Суть задания:
Пожалуйста, продолжите фрагмент рецензии о прозе Горалик, начав сразу после его последнего предложения.

Фрагмент рецензии:

Исторически складывается так, что лучшие — или наиболее запоминающиеся — творения Горалик отыскивают себя в форме лаконичного высказывания, миниатюры, эпистолы. Таковы откровения Зайца ПЦ, такова крупная доля романа «Нет», написанного в соавторстве с Сергеем Кузнецовым, таковы ошеломляющие, пронзительные отрывки из «Всех, способных дышать дыхание», работающих в ключе поэтического остранения. Менее удачны опыты серьезного прозаического нарратива — достаточно, к примеру, вспомнить повесть «Валерий»: слог, генетически настроенный на фрагментарность, с трудом выдерживает натиск крупного объема.
Из-за этой особенности новый сборник выглядит неровным, шатким, качественно противоречивым. Миниатюры, объединенные в цикл «Короче», завлекают невероятно быстро — это, конечно, преобразованные «Случаи» Хармса, конгениальные ритму сегодняшнего дня, не менее тревожащие и будоражащие, — однако повесть, даровавшая название сборнику, ощущается надуманной, пустынной (всему виной дидактика объема!), да и прочие тексты не вызывают восторга.

Предоставленные записи:
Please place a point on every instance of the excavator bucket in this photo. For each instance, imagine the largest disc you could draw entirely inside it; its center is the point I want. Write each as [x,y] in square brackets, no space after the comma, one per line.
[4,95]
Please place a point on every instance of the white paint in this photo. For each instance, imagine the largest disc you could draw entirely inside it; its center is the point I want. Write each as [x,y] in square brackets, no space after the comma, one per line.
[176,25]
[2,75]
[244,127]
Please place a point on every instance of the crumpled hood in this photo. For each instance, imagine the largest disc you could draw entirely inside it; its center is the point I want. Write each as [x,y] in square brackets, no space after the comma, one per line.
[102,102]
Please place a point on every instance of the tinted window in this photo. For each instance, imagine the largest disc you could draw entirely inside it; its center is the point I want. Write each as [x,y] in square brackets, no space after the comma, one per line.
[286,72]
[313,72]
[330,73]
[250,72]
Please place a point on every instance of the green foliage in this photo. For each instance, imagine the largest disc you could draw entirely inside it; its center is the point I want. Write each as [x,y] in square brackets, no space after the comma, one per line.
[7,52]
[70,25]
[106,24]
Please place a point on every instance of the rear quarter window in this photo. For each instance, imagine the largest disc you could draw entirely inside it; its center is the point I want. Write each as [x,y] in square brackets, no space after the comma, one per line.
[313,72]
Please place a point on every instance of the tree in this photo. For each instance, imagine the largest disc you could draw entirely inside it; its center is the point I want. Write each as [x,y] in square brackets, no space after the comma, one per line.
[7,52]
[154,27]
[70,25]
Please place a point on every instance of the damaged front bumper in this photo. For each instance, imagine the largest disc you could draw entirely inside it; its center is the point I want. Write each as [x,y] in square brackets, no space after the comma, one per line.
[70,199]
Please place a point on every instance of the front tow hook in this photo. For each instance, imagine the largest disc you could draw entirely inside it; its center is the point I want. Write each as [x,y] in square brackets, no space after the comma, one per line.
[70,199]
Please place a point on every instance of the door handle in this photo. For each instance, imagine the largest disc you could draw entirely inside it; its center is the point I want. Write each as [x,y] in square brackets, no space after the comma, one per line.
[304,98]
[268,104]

Итог задания:
Линор Горалик, пожалуй, — человек поэтического мышления, однако ее поэзия требует фабулы, ядра случившегося, вокруг которого и будут развертываться удивительные метафоры. Это неочевидная для отечественной традиции ситуация: Горалик извлекает потенцию «мини-эпоса» из любой житейской коллизии, объясняя: это и есть литература, ничего лучше жизни мы не придумаем.
Преломлять действительное на страницах сборника Горалик удается разными методами — от, как упоминалось выше, работы с документальными и научными текстами до максимального «расшатывания» языковой нормы, превращения прозаической болтовни — со всеми обуславливающими ее факторами, табу — в живое стихийное безумство, громокипящую речь обыденного человека, которому хочется насытить кровью туманность, глупость своих ежедневных передвижений.
В раздумьях об этой книге неизбежно вспоминается — помимо Хармса и Керета с их точным чувством минимума — американский анимационный сериал-антология «Любовь, смерть и роботы» (Love, Death & Robots), прогремевший по всему миру. Концепция, казалось бы, не нова: каждая серия здесь — отдельная история, редко выползающая за границы десяти минут, — однако исполнение настолько филигранно, что обыкновенный на первый взгляд фантастический сериал оказывается чем-то большим, — источником множества потенциальных самодостаточных текстов.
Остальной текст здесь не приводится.